## Task objective
Turn the lines below, from the one containing "the white cylindrical" through the end of the records, into a numbered list, leaving out any blank lines.

[Stored data]
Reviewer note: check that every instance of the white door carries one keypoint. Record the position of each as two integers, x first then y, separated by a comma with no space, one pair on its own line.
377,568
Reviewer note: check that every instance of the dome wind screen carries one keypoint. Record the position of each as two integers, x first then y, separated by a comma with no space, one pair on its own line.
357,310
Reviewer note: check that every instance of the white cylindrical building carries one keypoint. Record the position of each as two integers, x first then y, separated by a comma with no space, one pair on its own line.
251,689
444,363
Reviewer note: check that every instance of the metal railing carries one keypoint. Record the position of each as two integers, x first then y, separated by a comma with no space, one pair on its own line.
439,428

## The reply
1. Reviewer note: check that every instance of the white cylindrical building carries one keypoint. Record the position of each as two integers, x first then y, separated by a comma with no space, one pair on its own line.
2. 251,689
3. 444,363
4. Reviewer note: check that every instance of the metal railing carries one keypoint. Record the position of each as two integers, x first then y, separated by a comma with no space, one pair on its own line.
5. 439,428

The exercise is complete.